__DOCUMENT__:
Postby Hocketing Dad » Wed Sep 19, 2012 6:50 pm

...
Ambrose Evans-Pritchard in The Telegraph

A senior advisor to the Chinese government has called for an attack on the Japanese bond market to precipitate a funding crisis and bring the country to its knees, unless Tokyo reverses its decision to nationalise the disputed Senkaku/Diaoyu islands in the East China Sea.

Jin Baisong from the Chinese Academy of International Trade – a branch of the commerce ministry – said China should use its power as Japan’s biggest creditor with $230bn (£141bn) of bonds to “impose sanctions on Japan in the most effective manner” and bring Tokyo’s festering fiscal crisis to a head.
Writing in the Communist Party newspaper China Daily, Mr Jin called on China to invoke the “security exception” rule under the World Trade Organisation to punish Japan, rejecting arguments that a trade war between the two Pacific giants would be mutually destructive.
Separately, the Hong Kong Economic Journal reported that China is drawing up plans to cut off Japan’s supplies of rare earth metals needed for hi-tech industry.
The warnings came as anti-Japanese protests spread to 85 cities across China, forcing Japanese companies to shutter factories and suspend operations.
Fitch Ratings threatened to downgrade a clutch of Japanese exporters if the clash drags on. It warned that Nissan is heavily at risk with 26pc of its global car sales in China, followed by Honda with 20pc. Sharp and Panasonic both have major exposure. Japan’s exports to China were $74bn in the first half of this year. Bilateral trade reached $345bn last year.

Mr Jin said China can afford to sacrifice its “low-value-added” exports to Japan at a small cost. By contrast, Japan relies on Chinese demand to keep its economy afloat and stave off “irreversible” decline.
“It’s clear that China can deal a heavy blow to the Japanese economy without hurting itself too much,” he said. It is unclear whether he was speaking with the full backing of the Politburo or whether sales of Japanese debt would do much damage. The Bank of Japan could counter the move with bond purchases. Any weakening of the yen would be welcome.
A recent study by the US Defence Department concluded that a Chinese firesale of US debt was not a serious threat.
The US defence secretary, Leon Panetta, was in Beijing on Tuesday to try to stem the political crisis, calling for restraint on both sides.

__WHAT THIS TASK INVOLVES__:
Rename "The Telegraph" as "The Daily Telegraph" in the article on the China–Japan dispute, and give again the part that opens with the words containing "Ambrose Evans-Pritchard in" and closes with "East China Sea.". Work only from the article itself.

__SUPPLIED MATERIAL__:
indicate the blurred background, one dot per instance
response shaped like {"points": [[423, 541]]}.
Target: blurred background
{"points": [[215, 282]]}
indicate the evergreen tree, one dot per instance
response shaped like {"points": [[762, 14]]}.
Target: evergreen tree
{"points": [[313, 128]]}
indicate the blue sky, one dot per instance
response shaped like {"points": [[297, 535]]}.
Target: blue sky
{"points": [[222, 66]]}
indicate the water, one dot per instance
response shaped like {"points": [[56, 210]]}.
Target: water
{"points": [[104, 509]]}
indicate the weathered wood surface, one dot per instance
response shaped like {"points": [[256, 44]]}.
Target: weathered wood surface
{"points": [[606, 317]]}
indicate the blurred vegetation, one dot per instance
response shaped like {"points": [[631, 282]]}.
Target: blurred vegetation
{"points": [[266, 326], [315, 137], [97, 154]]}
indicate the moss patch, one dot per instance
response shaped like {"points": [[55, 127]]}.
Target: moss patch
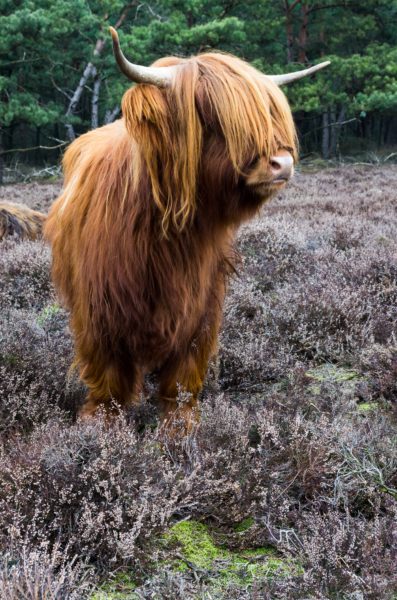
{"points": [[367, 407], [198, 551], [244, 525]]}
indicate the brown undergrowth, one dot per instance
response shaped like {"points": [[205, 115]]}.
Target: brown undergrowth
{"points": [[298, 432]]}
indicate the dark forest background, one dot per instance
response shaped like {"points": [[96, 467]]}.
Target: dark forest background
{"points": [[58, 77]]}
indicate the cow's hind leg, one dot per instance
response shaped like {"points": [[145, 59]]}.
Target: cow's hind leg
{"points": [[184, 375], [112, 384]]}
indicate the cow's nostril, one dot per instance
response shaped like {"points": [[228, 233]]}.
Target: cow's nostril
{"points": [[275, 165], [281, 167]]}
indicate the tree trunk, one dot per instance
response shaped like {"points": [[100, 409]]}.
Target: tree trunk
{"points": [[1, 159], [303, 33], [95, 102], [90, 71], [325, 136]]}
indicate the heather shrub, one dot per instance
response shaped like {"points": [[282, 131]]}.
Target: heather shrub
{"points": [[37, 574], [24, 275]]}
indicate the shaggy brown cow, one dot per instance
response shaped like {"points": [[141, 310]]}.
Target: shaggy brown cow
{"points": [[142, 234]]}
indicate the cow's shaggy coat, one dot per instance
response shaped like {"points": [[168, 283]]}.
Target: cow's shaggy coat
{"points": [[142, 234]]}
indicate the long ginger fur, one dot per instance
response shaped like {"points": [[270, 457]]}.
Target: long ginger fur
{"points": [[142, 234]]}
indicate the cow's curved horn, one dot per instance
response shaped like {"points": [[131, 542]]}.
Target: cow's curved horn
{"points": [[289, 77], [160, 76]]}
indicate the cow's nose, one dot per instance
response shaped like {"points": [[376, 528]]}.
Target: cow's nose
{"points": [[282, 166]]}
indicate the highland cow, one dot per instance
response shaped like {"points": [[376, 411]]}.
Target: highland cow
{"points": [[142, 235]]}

==

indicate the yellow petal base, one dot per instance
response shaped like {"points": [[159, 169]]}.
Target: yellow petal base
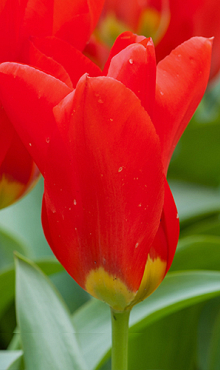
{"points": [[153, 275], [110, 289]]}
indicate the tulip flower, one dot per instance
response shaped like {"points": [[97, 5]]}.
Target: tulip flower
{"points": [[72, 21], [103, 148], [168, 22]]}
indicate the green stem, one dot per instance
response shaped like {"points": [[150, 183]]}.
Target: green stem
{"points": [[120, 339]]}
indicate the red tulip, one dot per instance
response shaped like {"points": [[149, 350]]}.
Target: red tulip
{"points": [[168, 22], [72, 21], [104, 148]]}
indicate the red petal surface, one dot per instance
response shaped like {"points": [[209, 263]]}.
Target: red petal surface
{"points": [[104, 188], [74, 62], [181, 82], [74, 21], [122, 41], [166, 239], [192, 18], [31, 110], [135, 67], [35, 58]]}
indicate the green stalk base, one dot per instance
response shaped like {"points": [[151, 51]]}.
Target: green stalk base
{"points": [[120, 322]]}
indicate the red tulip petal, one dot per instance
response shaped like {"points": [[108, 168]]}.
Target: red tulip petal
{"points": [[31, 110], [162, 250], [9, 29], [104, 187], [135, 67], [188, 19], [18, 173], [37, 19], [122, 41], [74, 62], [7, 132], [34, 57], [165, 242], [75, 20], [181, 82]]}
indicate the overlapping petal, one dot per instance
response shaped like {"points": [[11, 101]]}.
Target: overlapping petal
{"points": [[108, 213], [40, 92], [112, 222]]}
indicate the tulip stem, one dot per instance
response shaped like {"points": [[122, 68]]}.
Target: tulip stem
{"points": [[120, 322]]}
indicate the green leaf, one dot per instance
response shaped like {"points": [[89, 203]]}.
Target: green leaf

* * *

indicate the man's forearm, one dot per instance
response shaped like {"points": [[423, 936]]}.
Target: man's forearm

__THE COMPLETED TASK__:
Ambrose Evans-Pritchard in The Daily Telegraph

A senior advisor to the Chinese government has called for an attack on the Japanese bond market to precipitate a funding crisis and bring the country to its knees, unless Tokyo reverses its decision to nationalise the disputed Senkaku/Diaoyu islands in the East China Sea.